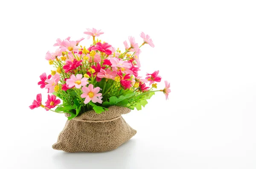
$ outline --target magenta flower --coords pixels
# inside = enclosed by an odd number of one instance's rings
[[[45,102],[46,105],[45,106],[47,107],[49,109],[51,109],[55,107],[56,106],[58,105],[61,103],[61,100],[59,99],[56,99],[56,96],[55,95],[52,95],[50,96],[49,95],[48,95],[48,100]],[[47,111],[48,111],[47,109],[45,109]]]
[[[55,87],[60,80],[60,75],[59,74],[55,74],[55,75],[52,77],[52,79],[47,79],[45,80],[45,82],[47,83],[45,85],[45,89],[49,89],[48,93],[52,93],[54,92],[54,87]]]
[[[67,52],[78,52],[79,51],[79,47],[76,46],[76,42],[75,41],[69,41],[67,40],[65,40],[62,43],[63,46],[61,47],[61,49],[66,49],[66,51]]]
[[[112,71],[109,69],[105,70],[102,69],[100,69],[100,72],[98,73],[97,77],[101,79],[105,78],[106,79],[115,80],[115,77],[116,76],[116,72]]]
[[[37,108],[41,106],[42,104],[42,95],[40,93],[37,94],[36,95],[36,100],[34,100],[32,103],[32,105],[29,106],[29,108],[31,110],[35,108]]]
[[[150,46],[154,48],[154,45],[153,43],[152,39],[150,38],[150,37],[148,34],[145,35],[145,34],[143,32],[140,35],[140,37],[143,39],[144,43],[147,43]]]
[[[63,52],[63,50],[61,49],[57,49],[54,53],[51,53],[48,51],[45,55],[45,59],[47,60],[54,60],[56,58],[56,57],[61,56]]]
[[[169,95],[169,93],[171,92],[171,89],[170,88],[170,83],[168,83],[166,80],[164,81],[165,83],[165,87],[163,89],[163,90],[160,90],[160,91],[162,91],[163,92],[163,94],[166,95],[166,100],[168,99],[168,95]]]
[[[159,71],[158,70],[157,71],[154,72],[152,74],[149,74],[148,73],[147,73],[146,76],[147,76],[146,77],[146,79],[150,82],[149,83],[149,85],[151,85],[151,84],[153,83],[154,82],[160,82],[161,81],[161,79],[162,79],[162,77],[160,76],[158,76],[158,73],[159,73]]]
[[[76,89],[80,89],[89,83],[87,81],[88,79],[88,78],[83,77],[81,74],[77,74],[76,76],[72,74],[70,79],[67,80],[66,83],[70,88],[75,86]]]
[[[111,67],[114,68],[115,70],[119,71],[122,68],[130,69],[131,67],[131,63],[122,60],[121,59],[116,57],[113,57],[110,59],[110,62],[112,64]]]
[[[76,59],[74,59],[73,61],[67,60],[66,61],[66,65],[63,66],[63,69],[65,70],[65,73],[67,73],[70,70],[74,70],[79,66],[81,66],[82,60],[77,61]]]
[[[106,54],[110,55],[112,54],[112,51],[110,50],[112,46],[108,43],[102,44],[100,42],[96,43],[96,46],[91,48],[91,50],[98,50],[102,52],[104,52]]]
[[[84,33],[88,34],[88,36],[87,37],[87,39],[90,39],[91,36],[93,37],[95,37],[96,36],[99,36],[101,34],[104,33],[103,32],[100,32],[101,29],[97,30],[93,28],[92,30],[89,28],[87,28],[86,29],[87,29],[87,32],[84,32]]]
[[[68,37],[67,38],[66,38],[66,39],[65,40],[67,40],[69,41],[69,40],[70,39],[70,37]],[[57,40],[56,40],[56,43],[55,43],[53,45],[53,46],[63,46],[63,43],[64,41],[64,40],[61,40],[60,38],[57,39]]]
[[[44,73],[39,77],[41,81],[38,83],[38,85],[40,85],[40,88],[41,89],[44,88],[45,85],[47,84],[47,83],[45,82],[45,80],[47,79],[50,79],[52,77],[51,74],[49,74],[47,77],[46,75],[46,73]]]
[[[131,36],[130,36],[128,37],[128,39],[129,39],[129,41],[130,42],[131,46],[129,46],[129,45],[128,45],[127,42],[126,42],[126,40],[124,41],[124,45],[125,45],[125,50],[127,50],[129,48],[131,48],[129,50],[129,51],[131,52],[135,52],[136,51],[137,51],[140,48],[138,43],[135,42],[135,38],[132,37]]]
[[[89,84],[88,87],[86,86],[82,87],[82,91],[84,93],[81,95],[81,97],[85,98],[84,102],[84,104],[88,103],[90,100],[93,103],[102,103],[102,100],[101,100],[102,97],[101,97],[102,93],[98,93],[99,90],[100,88],[99,87],[93,89],[93,85],[92,84]]]

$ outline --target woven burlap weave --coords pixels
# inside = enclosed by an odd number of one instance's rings
[[[136,134],[121,116],[131,112],[129,109],[112,106],[108,109],[100,114],[89,111],[67,120],[52,148],[67,152],[105,152],[117,148]]]

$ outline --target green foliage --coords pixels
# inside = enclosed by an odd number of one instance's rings
[[[100,114],[103,112],[105,112],[106,110],[108,110],[108,109],[107,108],[97,106],[91,102],[89,102],[89,104],[93,106],[93,109],[96,113]]]
[[[125,106],[128,103],[128,98],[135,95],[136,92],[132,92],[126,94],[125,96],[121,95],[119,98],[116,96],[112,96],[109,98],[109,101],[103,102],[102,106],[104,107],[109,107],[110,106]]]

**EXERCISE DIRECTIONS:** Render each line of the records above as a Markdown table with the columns Row and Entry, numbering the rows and omitting blank lines. Leave the pictures out.

**COMPLETE OUTPUT:**
| Row | Entry |
|---|---|
| 1 | $ outline --target magenta flower --coords pixels |
| 2 | # inside = enclosed by an odd number of one instance's rings |
| 3 | [[[45,102],[46,105],[45,106],[47,107],[49,109],[51,109],[55,107],[56,106],[58,105],[61,103],[61,100],[59,99],[56,99],[56,96],[55,95],[52,95],[50,96],[49,95],[48,95],[48,100]],[[47,111],[48,111],[47,109],[45,109]]] |
| 4 | [[[55,87],[60,80],[60,75],[59,74],[55,74],[55,75],[52,77],[52,79],[47,79],[45,80],[45,82],[47,83],[45,85],[45,89],[49,89],[48,93],[52,93],[54,92],[54,87]]] |
| 5 | [[[67,52],[78,52],[79,51],[79,47],[76,46],[76,42],[75,41],[69,41],[67,40],[65,40],[62,43],[63,46],[61,47],[61,49],[66,49],[66,51]]] |
| 6 | [[[112,71],[109,69],[105,70],[102,69],[100,69],[100,72],[98,73],[97,77],[101,79],[105,78],[106,79],[115,80],[115,77],[116,76],[116,72]]] |
| 7 | [[[37,108],[41,106],[42,104],[42,95],[40,93],[37,94],[36,95],[36,100],[34,100],[32,103],[32,105],[29,106],[29,108],[31,110],[35,108]]] |
| 8 | [[[150,46],[154,48],[154,45],[153,43],[152,39],[150,38],[150,37],[148,34],[145,35],[145,34],[143,32],[140,35],[140,37],[143,39],[144,43],[147,43]]] |
| 9 | [[[63,52],[63,50],[61,49],[57,49],[54,53],[51,53],[48,51],[45,55],[45,59],[47,60],[54,60],[56,58],[56,57],[61,56]]] |
| 10 | [[[169,95],[169,93],[171,92],[171,89],[170,88],[170,83],[168,83],[166,80],[164,81],[165,83],[165,87],[163,89],[163,90],[160,90],[160,91],[162,91],[163,92],[163,94],[166,95],[166,100],[168,99],[168,95]]] |
| 11 | [[[159,71],[158,70],[157,71],[154,72],[152,74],[149,74],[148,73],[147,73],[146,76],[147,76],[146,77],[146,79],[150,82],[149,83],[149,85],[151,85],[151,84],[153,83],[154,82],[160,82],[161,81],[161,79],[162,79],[162,77],[160,76],[158,76],[158,73],[159,73]]] |
| 12 | [[[76,89],[80,89],[89,83],[87,81],[88,79],[88,78],[83,77],[81,74],[77,74],[76,76],[72,74],[70,79],[67,80],[66,83],[70,88],[75,86]]] |
| 13 | [[[111,67],[114,68],[115,70],[119,71],[122,68],[130,69],[131,67],[131,63],[122,60],[121,59],[116,57],[113,57],[110,59],[110,62],[112,64]]] |
| 14 | [[[76,59],[74,59],[73,61],[67,60],[66,61],[66,65],[63,66],[63,69],[65,70],[65,73],[67,73],[70,70],[74,70],[79,66],[81,66],[82,60],[77,61]]] |
| 15 | [[[106,54],[110,55],[112,54],[112,51],[110,50],[112,46],[108,43],[102,44],[100,42],[96,43],[96,46],[91,48],[91,50],[98,50],[102,52],[104,52]]] |
| 16 | [[[84,33],[88,34],[88,36],[87,37],[87,39],[90,39],[91,36],[93,37],[95,37],[96,36],[99,36],[101,34],[104,33],[103,32],[100,32],[101,29],[97,30],[93,28],[92,30],[89,28],[87,28],[86,29],[87,29],[87,32],[84,32]]] |
| 17 | [[[68,37],[67,38],[66,38],[66,39],[65,40],[67,40],[69,41],[69,40],[70,39],[70,37]],[[57,40],[56,40],[56,43],[55,43],[53,45],[53,46],[63,46],[63,43],[64,41],[64,40],[61,40],[60,38],[57,39]]] |
| 18 | [[[44,73],[39,77],[41,81],[38,83],[38,85],[40,85],[40,88],[41,89],[44,88],[45,85],[47,84],[47,83],[45,82],[45,80],[47,79],[50,79],[52,77],[51,74],[49,74],[47,77],[46,75],[46,73]]] |
| 19 | [[[131,36],[130,36],[128,37],[128,39],[129,39],[129,41],[130,42],[131,46],[129,46],[129,45],[128,45],[127,42],[126,42],[126,40],[124,41],[124,45],[125,45],[125,50],[127,50],[129,48],[131,48],[129,50],[129,51],[131,52],[135,52],[136,51],[137,51],[140,48],[138,43],[135,42],[135,38],[132,37]]] |
| 20 | [[[89,84],[88,87],[86,86],[82,87],[82,91],[84,93],[81,95],[81,97],[85,98],[84,102],[84,104],[88,103],[90,100],[93,103],[102,103],[102,100],[101,100],[102,97],[101,97],[102,93],[98,93],[99,90],[100,88],[99,87],[93,89],[93,85],[92,84]]] |
| 21 | $ outline --target woven burlap weave --coords pixels |
| 22 | # inside = enclosed by an odd number of one instance's rings |
| 23 | [[[136,134],[121,116],[131,112],[129,109],[112,106],[108,109],[100,114],[89,111],[67,120],[52,148],[67,152],[105,152],[117,148]]] |
| 24 | $ outline --target green foliage --coords pixels |
| 25 | # inside = enclosed by an odd number of one instance's rings |
| 26 | [[[100,114],[103,112],[105,112],[106,110],[108,110],[108,109],[107,108],[97,106],[91,102],[89,102],[89,104],[93,106],[93,109],[96,113]]] |
| 27 | [[[125,106],[128,103],[128,98],[135,95],[136,92],[132,92],[126,94],[125,96],[121,95],[119,98],[116,96],[112,96],[109,98],[109,101],[103,102],[102,106],[104,107],[109,107],[110,106]]] |